■ **Excerpted text**:
Fawning Over Themselves: Vikram Chandra in the media

The Literary Saloon links to a slew of interviews with Vikram Chandra. For his upcoming book Sacred Games he got some kind of ungodly advance from his American publisher, and that is Topic #1 for the interviewers in the Indian press:

The Hindu
Indian Express
DNA India
Mid-Day

The new book deals with the Mumbai underworld -- a hot topic -- but I find it a little irritating that the interviewers all lead off with the "So you got a big advance..." question. I'm more interested in the writing than the money, personally.

However, the Indian Express interviewer did ask a question about blogs, eliciting an intriguing response from Chandra:

You have been a software consultant in the US and have taken a keen interest in technology. Do you see the Internet and blogs as effective tools for writers? Can they bring about a revolution?

Blogs are a revisualisation of the classical diary form. What you’re writing is a diary, but you’re doing it in an instantly accessible format. The audience is conceivably global. What it also indicates is that we are starting to think about about the self much more. Blogs reiterate the notion that the self exists in the public eye, one of the central thrusts of the 21st century. But blogs cannot satisfy the human mind’s hunger for narrative and plot. I want that dead body, and I want the mystery to unfold. Traditional narratives will always be important. It will have newer reincarnations.

■ **Tasks to carry out**:
**1.** List every Indian press outlet named in the post about Vikram Chandra in the media.
**2.** Summarize the post about Vikram Chandra in the media in two sentences.
**3.** Carry on the post about Vikram Chandra in the media from the point where it stops.

■ **Data under study**:
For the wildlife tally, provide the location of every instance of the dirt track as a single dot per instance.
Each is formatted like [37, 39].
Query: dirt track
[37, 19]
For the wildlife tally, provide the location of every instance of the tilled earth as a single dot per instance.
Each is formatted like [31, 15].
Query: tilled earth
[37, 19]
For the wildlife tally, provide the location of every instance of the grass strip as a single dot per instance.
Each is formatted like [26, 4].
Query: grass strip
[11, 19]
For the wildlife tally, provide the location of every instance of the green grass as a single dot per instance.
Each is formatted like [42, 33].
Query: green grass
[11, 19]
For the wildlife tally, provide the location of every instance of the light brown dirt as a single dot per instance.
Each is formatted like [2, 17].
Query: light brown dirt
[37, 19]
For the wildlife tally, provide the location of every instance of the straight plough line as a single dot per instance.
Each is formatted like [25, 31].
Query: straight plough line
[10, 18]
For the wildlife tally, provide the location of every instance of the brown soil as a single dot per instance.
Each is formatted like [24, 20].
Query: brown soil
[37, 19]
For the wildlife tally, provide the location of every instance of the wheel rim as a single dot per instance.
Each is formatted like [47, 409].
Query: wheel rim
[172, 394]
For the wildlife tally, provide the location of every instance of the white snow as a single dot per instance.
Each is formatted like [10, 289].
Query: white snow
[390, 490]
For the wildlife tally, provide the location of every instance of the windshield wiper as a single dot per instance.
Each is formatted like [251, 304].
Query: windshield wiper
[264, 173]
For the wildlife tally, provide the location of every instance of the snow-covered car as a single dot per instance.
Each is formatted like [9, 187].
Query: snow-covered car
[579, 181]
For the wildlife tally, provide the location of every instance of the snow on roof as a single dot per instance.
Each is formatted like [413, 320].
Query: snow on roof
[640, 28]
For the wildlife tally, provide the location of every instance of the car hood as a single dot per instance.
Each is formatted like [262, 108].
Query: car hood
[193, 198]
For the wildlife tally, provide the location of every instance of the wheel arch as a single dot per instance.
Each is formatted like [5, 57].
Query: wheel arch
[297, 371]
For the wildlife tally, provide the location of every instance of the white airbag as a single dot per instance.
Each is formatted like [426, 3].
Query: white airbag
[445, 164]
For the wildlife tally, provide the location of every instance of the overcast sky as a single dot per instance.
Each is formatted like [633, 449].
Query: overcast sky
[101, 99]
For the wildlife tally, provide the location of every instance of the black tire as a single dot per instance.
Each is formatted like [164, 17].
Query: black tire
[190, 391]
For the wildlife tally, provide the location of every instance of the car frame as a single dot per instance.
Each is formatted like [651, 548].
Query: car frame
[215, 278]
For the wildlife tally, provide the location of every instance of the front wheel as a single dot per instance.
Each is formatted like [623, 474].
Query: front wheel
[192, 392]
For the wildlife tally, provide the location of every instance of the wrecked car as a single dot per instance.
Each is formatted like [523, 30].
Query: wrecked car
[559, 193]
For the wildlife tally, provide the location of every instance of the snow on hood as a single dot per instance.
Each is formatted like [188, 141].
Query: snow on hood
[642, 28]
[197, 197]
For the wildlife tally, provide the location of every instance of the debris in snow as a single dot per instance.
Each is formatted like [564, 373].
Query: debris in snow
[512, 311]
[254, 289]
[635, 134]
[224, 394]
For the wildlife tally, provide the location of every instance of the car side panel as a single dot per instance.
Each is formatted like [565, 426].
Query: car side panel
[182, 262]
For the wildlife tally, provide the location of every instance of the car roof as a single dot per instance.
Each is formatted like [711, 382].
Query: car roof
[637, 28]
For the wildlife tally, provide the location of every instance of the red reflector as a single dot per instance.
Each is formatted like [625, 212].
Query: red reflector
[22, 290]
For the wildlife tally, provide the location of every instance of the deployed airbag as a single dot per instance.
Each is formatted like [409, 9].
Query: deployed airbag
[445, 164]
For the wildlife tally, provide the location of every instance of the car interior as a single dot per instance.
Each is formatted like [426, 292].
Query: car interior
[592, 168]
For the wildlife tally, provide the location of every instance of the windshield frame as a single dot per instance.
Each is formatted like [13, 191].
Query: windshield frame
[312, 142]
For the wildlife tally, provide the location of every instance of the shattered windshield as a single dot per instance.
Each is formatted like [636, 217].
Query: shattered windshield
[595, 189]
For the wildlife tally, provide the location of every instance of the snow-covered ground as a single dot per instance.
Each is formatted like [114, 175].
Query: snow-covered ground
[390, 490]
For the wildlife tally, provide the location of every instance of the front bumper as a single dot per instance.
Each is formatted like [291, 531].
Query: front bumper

■ **Responses in order**:
**1.** The Hindu, Indian Express, DNA India, Mid-Day

**2.** The post links to several Indian press interviews with Vikram Chandra about his upcoming book Sacred Games, a novel about the Mumbai underworld, and says that the interviewers all lead off with the large advance from his American publisher, which the writer finds a little irritating. It then quotes an Indian Express question about blogs, which Chandra answers by calling blogs a revisualization of the classical diary form that still cannot satisfy the human mind's hunger for narrative and plot, so traditional narratives will always be important.

**3.**
I'm not sure what Chandra means when he refers to the "central thrusts of the 21st century." Does the 21st century have a thrust yet? (Personally, I'm just waiting until 2010, so I can start referring to the current decade as the "teens"; it's very annoying to be in the midst of the '00s; there is no handy one-word verbal descriptor for the current years. If you say "the zeroes," your listener may not know what you're talking about.)

But I like the reference to the "dead body" -- narrative and plot -- though I think some people's personal blogs do quite a bit with that as well. Like epistolary novels (one of the novel's most traditional forms), they play out the plots of lived experience on a daily basis: the reader keeps coming back to find out what happened next.